- _Document section_:

BEGIN

Worse things can happen to you as an upload that could ever happen to you as a human, and by a very wide margin. You seem to understand this, but on the one hand think that the better things that can happen are very good, and also that the bad things happening are unlikely. But your arguments as to why they are unlikely seem deeply unsound to me.

You claim that businesses will compete to offer security to uploads. You expect these uploads to produce zero economic value. You expect the business to secure them forever. You expect this to be financed by accrued value from "investments" generating compound interest. So this argument seems to depend on an eternally-stable investment market where you can put in value today and withdraw value in, say, five thousand years. No expropriation by government, no debasement of currency, no economic collapse, no massive fraud or theft, no pillage by hostile armies, every one of which we have numerous examples of throughout human history.

So you assume this God Market comes into being. And you assume that you somehow get a big enough nut in it that you can pay for your uploading and pay for your security and maintenance, forever.

This sequence of events seems quite unlikely.

Well, maybe law-enforcement now has the ability to enforce a quadrillion life sentences as punishment for such crimes. Seriously. We do have law enforcement, and I expect that in most future timelines, we'll have some equivalent.

I will as well. The Authorities potentially using a quadrillion years in super-hell as punishment for crimes was explicitly part of my argument why uploading is a bad idea.

Don't upload your mind to parties you don't trust.

It's not enough to only upload to parties you trust. The degree of trust needed is much higher than any peer-to-peer relationship any human has ever had with any other human, and also that trust needs to extend to every party the trusted party trusts, and every party those parties trust, and so on infinitely. You are making yourself into an ownable commodity, and giving ownership of you to a person. But you have no way of withdrawing ownership, and who owns you can change.

Given the stakes, my position is that there is no party you can trust.

There is such a thing as over-updating on a given amount of evidence.

The estimate I've heard recently is that the UK grooming gangs may have raped as many as a million girls. The cops looked the other way. The government looked the other way. My understanding is that the large majority of the perpetrators got away with it, and the few that got caught received minimal sentences for the amount of harm they caused. Those who allowed them to get away with it, the cops and social workers and government employees and elected officials who all steadfastly turned a blind eye, nothing of significance happened to them at all, to my understanding. And here, the downside isn't getting raped, beaten, drugged and pimped for a few years, but rather free access and complete control to everything you are for an indefinite and quite possibly prolonged future.

END

- _Dataset extract_:
BEGIN

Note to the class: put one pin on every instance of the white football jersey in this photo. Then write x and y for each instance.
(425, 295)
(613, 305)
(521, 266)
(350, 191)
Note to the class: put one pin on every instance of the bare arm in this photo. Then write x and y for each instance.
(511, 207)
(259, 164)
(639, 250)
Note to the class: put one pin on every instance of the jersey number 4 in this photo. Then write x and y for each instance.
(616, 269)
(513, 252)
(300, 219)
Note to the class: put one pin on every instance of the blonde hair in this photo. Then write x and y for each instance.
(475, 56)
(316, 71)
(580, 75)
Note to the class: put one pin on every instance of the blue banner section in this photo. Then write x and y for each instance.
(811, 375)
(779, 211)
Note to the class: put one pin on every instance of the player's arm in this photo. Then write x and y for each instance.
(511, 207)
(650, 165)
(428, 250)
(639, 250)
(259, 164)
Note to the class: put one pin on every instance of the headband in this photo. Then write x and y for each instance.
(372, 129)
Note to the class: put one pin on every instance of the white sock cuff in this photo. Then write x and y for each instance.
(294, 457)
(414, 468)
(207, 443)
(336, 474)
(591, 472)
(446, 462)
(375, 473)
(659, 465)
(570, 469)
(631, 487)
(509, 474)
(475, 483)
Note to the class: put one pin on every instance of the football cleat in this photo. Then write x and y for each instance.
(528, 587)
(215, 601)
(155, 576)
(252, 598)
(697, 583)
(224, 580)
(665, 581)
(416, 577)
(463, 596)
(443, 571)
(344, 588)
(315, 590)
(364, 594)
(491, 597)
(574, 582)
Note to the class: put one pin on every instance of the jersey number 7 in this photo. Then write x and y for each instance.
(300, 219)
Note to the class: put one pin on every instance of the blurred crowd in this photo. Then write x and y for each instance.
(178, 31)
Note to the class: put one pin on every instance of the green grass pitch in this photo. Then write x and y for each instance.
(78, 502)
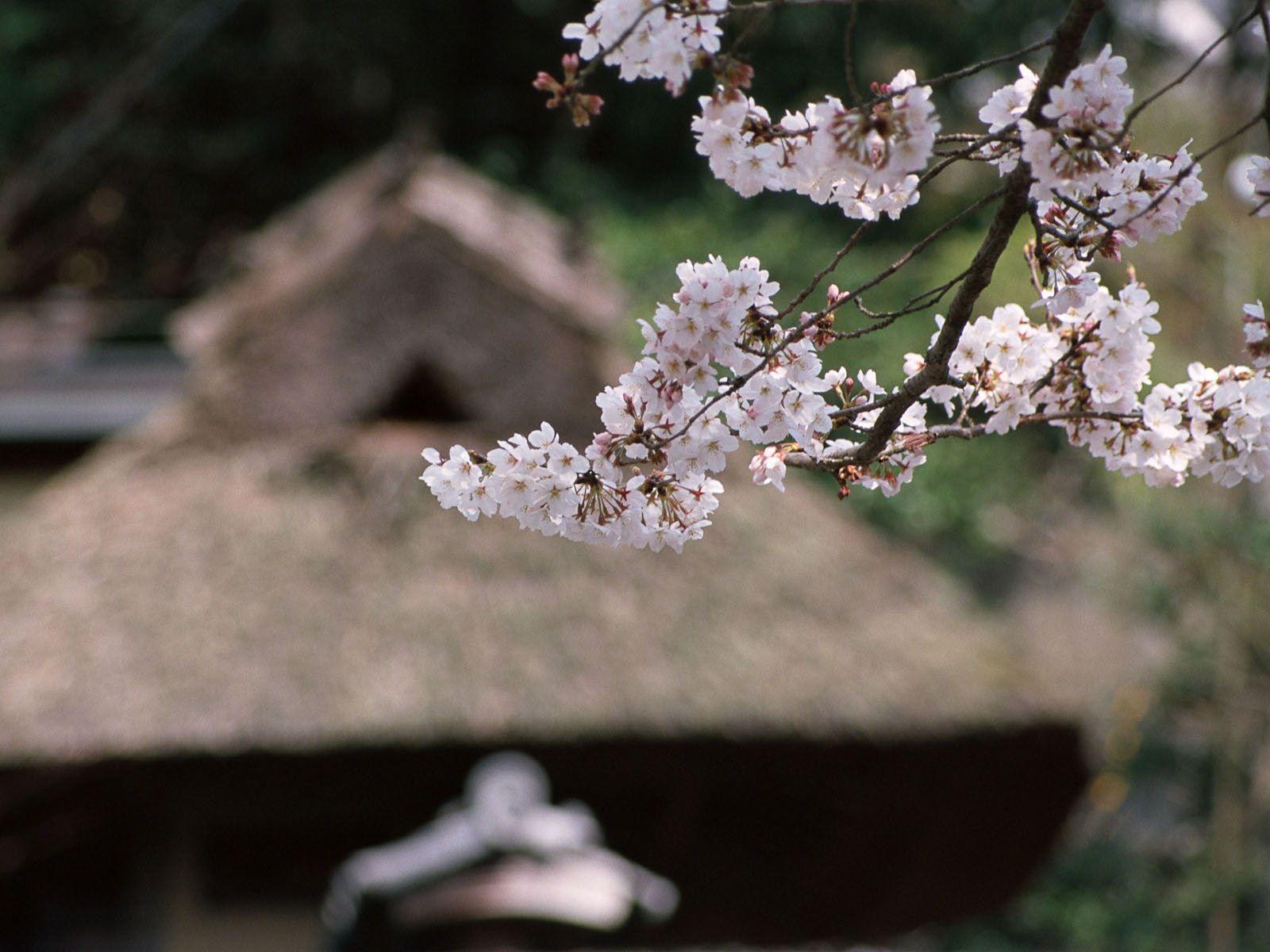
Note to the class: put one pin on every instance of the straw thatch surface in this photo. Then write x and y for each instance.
(260, 569)
(285, 598)
(406, 260)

END

In the piece on mind uploading, what is expected to pay for keeping uploads secure forever? Rely only on the text when answering.

- _Answer for the task_: Accrued value from investments that generate compound interest.